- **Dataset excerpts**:
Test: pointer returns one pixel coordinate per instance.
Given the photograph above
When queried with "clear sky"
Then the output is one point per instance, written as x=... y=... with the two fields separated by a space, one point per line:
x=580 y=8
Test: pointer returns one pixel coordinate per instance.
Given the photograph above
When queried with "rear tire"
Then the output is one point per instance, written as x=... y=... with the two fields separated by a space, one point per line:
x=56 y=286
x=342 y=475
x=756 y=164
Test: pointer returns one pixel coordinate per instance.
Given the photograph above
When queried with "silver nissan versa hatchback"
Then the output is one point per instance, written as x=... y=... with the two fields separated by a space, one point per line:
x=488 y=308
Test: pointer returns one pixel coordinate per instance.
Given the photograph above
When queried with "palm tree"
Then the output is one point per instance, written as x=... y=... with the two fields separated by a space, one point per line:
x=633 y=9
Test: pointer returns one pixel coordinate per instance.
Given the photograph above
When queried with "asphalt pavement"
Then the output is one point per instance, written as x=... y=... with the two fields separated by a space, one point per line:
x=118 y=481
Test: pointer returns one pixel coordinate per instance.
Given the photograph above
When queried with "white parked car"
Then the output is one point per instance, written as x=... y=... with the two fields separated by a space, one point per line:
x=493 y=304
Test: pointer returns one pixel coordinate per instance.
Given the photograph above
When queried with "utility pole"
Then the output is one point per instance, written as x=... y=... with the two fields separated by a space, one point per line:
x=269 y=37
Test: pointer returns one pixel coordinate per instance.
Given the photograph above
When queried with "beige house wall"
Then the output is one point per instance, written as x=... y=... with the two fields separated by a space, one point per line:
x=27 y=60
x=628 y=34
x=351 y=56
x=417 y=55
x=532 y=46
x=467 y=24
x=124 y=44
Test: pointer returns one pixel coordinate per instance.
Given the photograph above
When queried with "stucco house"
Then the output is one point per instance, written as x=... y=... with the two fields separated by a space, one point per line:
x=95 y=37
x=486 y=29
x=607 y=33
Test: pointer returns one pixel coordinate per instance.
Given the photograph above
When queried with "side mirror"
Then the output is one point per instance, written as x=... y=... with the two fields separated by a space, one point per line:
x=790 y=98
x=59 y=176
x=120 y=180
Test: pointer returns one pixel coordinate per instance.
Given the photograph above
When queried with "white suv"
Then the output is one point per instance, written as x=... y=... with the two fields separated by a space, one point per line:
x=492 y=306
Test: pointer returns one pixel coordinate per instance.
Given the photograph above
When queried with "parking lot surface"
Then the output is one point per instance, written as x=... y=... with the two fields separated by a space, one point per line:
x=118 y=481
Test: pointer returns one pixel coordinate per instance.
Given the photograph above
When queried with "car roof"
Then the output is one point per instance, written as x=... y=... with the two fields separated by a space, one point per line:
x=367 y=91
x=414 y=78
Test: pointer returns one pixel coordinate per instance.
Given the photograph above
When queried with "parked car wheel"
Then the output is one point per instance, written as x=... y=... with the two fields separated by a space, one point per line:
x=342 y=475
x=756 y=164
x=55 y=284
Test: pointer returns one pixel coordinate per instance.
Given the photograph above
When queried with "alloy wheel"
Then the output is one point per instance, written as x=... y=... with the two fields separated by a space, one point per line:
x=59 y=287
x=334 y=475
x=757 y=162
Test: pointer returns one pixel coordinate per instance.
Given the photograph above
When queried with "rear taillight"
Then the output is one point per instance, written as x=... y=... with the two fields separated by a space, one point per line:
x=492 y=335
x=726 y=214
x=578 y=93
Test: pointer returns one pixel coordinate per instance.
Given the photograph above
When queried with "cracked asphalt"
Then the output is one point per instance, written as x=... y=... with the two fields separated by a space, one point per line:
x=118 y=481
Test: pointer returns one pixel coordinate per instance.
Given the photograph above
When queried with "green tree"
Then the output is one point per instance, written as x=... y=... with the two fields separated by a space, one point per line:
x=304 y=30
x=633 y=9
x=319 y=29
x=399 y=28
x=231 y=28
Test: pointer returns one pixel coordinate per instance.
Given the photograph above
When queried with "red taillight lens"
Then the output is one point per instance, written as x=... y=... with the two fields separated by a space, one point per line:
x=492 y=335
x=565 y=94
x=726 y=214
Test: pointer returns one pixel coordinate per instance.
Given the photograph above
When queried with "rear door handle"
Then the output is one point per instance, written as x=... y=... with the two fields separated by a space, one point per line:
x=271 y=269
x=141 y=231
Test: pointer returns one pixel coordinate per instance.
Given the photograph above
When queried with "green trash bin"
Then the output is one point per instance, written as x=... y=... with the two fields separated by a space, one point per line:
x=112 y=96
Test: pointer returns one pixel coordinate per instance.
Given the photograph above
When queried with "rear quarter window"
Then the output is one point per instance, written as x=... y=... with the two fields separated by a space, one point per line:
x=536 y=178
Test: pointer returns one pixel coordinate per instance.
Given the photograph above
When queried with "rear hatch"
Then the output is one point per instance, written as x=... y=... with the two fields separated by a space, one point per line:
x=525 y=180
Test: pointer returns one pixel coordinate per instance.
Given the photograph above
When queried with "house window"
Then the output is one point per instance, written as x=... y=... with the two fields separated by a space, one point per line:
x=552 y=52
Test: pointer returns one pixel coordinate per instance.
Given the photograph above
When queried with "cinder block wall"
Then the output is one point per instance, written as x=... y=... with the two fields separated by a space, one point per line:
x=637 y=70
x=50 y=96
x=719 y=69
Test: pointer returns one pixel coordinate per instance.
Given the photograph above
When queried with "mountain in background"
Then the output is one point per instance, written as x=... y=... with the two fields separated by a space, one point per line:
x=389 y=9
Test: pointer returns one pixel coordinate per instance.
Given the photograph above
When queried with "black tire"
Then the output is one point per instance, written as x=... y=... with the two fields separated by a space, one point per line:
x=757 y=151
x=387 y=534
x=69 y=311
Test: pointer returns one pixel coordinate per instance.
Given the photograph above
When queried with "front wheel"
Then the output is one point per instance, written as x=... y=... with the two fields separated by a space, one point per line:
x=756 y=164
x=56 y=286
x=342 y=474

- **ACTION ITEM**:
Print the records once more, exactly as they were given.

- **ANSWER TO THE EXERCISE**:
Test: pointer returns one pixel coordinate per instance.
Given the photograph above
When queried with "clear sky"
Then the output is one point per instance, written as x=... y=... with the two fields separated by a space, one point per line:
x=580 y=8
Test: pointer returns one pixel coordinate per instance.
Given the photograph above
When queried with "rear tire"
Then the output is one point per instance, written as x=... y=... with the two fields separated by a space, one point per line:
x=56 y=286
x=342 y=475
x=756 y=164
Test: pointer returns one pixel coordinate per instance.
Given the photograph above
When queried with "silver nissan versa hatchback"
Then the output is one point per instance, written as x=... y=... with the two fields separated by a space, one point per line:
x=488 y=308
Test: pointer returns one pixel coordinate per instance.
Given the photograph above
When queried with "palm tree"
Then the output is one point per instance, written as x=... y=... with the two fields separated by a space, one point per line:
x=633 y=9
Test: pointer returns one pixel coordinate per instance.
Given the photograph above
When queried with "asphalt pavement"
Then the output is one point per instance, written as x=... y=... with the two fields separated by a space, one point per line:
x=118 y=481
Test: pointer returns one pixel coordinate per instance.
Given the photograph above
When queried with "white parked car"
Then the output is one point per instance, written as x=... y=... with the two fields separated by a space, one point per line:
x=493 y=304
Test: pointer returns one pixel coordinate per instance.
Given the photograph above
When queried with "utility pole"
Then the output is one point per instance, written as x=... y=... with the two fields separated by a space, one point per line:
x=269 y=37
Test: pointer returns one pixel coordinate per instance.
Given the photograph above
When queried with "beige house wall"
Then the output is one point per instance, written as x=... y=... with the two fields separated by a space, one point per line:
x=27 y=60
x=628 y=34
x=351 y=56
x=417 y=55
x=532 y=46
x=467 y=24
x=124 y=44
Test: pointer returns one pixel coordinate per instance.
Given the photograph above
When queried with "stucco house"
Then the output is one point per instance, written as x=... y=... with the two fields separated by a space, one point per line:
x=95 y=37
x=486 y=29
x=607 y=33
Test: pointer returns one pixel coordinate per instance.
Given the photograph above
When queried with "side mirror"
Then the output is one point per instance, written as x=... y=... with the two fields separated by a space, one point per line:
x=790 y=98
x=59 y=176
x=120 y=180
Test: pointer returns one pixel coordinate per instance.
Given the photograph above
When queried with "white suv"
Then the output is one point per instance, written as x=... y=... with the two fields separated by a space, one point per line:
x=492 y=306
Test: pointer returns one pixel coordinate per instance.
Given the photograph above
When queried with "parking lot surface"
Then the output is one point per instance, written as x=... y=... with the two fields separated by a space, one point per line:
x=118 y=481
Test: pointer returns one pixel coordinate per instance.
Given the photograph above
When queried with "car roof"
Then the output is one point per instance, written as x=... y=... with the two fields separated by a space, one point per line:
x=367 y=91
x=414 y=78
Test: pointer returns one pixel coordinate per instance.
Given the photograph above
When queried with "parked car wheel"
Then the output is one point per instance, written as x=... y=... with the two fields separated by a space, one point per line:
x=342 y=475
x=756 y=164
x=55 y=284
Test: pointer returns one pixel coordinate per instance.
Given the photograph above
When queried with "alloy wheel"
Then the output is one point per instance, written as x=... y=... with the two fields separated by a space, one point per line:
x=59 y=287
x=334 y=475
x=757 y=162
Test: pointer returns one pixel coordinate per instance.
Given the photograph above
When queried with "rear taillight"
Then the output is one point per instance, written as x=... y=... with the two fields separated by a space, one point per line:
x=492 y=335
x=726 y=214
x=578 y=93
Test: pointer returns one pixel coordinate per instance.
Given the photograph above
When queried with "cracked asphalt"
Then the output is one point per instance, written as x=... y=... with the two fields separated by a space, one point per line:
x=118 y=481
Test: pointer returns one pixel coordinate per instance.
Given the photograph above
When queried with "green tree"
Then the output is one point per instance, written as x=... y=... with the two fields separated by a space, one point per line:
x=304 y=30
x=633 y=9
x=319 y=29
x=399 y=28
x=231 y=28
Test: pointer returns one pixel coordinate per instance.
Given the photograph above
When queried with "red taillight lens"
Then the output is one point per instance, written as x=... y=... with the two fields separated by a space, one point per line:
x=492 y=335
x=565 y=94
x=726 y=214
Test: pointer returns one pixel coordinate per instance.
Given the photograph above
When queried with "rear door handle"
Then the output is one point per instance, written as x=... y=... with the two fields separated by a space, one point per line:
x=271 y=269
x=141 y=231
Test: pointer returns one pixel coordinate per instance.
Given the photograph above
When queried with "green trash bin"
Then the output is one point per instance, written as x=... y=... with the two fields separated by a space, one point per line:
x=112 y=96
Test: pointer returns one pixel coordinate per instance.
Given the photograph above
When queried with "rear quarter window"
Then the output is one point per instance, written as x=... y=... with the two fields separated by a space, one point per line:
x=536 y=178
Test: pointer returns one pixel coordinate per instance.
Given the photograph above
When queried with "rear hatch"
Then the output is one point per instance, written as x=... y=... with the two fields separated by a space, one point per line:
x=525 y=180
Test: pointer returns one pixel coordinate per instance.
Given the photograph above
When queried with "house window"
Then the output is one point per instance, written as x=... y=... with the two fields separated by a space, one point per line:
x=552 y=52
Test: pointer returns one pixel coordinate per instance.
Given the photograph above
When queried with "cinder block wall"
Then the output is one point per instance, written as x=... y=... with the two fields separated by a space, one point per line:
x=637 y=70
x=50 y=96
x=719 y=69
Test: pointer returns one pixel coordinate per instance.
Given the photograph above
When queried with "mountain in background"
Then the output is one point per instance, written as x=... y=... with the two fields separated by a space, one point per line:
x=389 y=9
Test: pointer returns one pixel coordinate per instance.
Given the photograph above
When queried with "black tire"
Then the output is one point per instance, written as x=... y=... with the two fields separated by a space, one point per line:
x=757 y=151
x=387 y=534
x=69 y=311
Test: pointer returns one pixel coordinate per instance.
Given the photograph above
When queried with "front wheel"
Then the output is one point per instance, written as x=... y=... with the two fields separated by a space, one point per line:
x=756 y=164
x=56 y=286
x=342 y=474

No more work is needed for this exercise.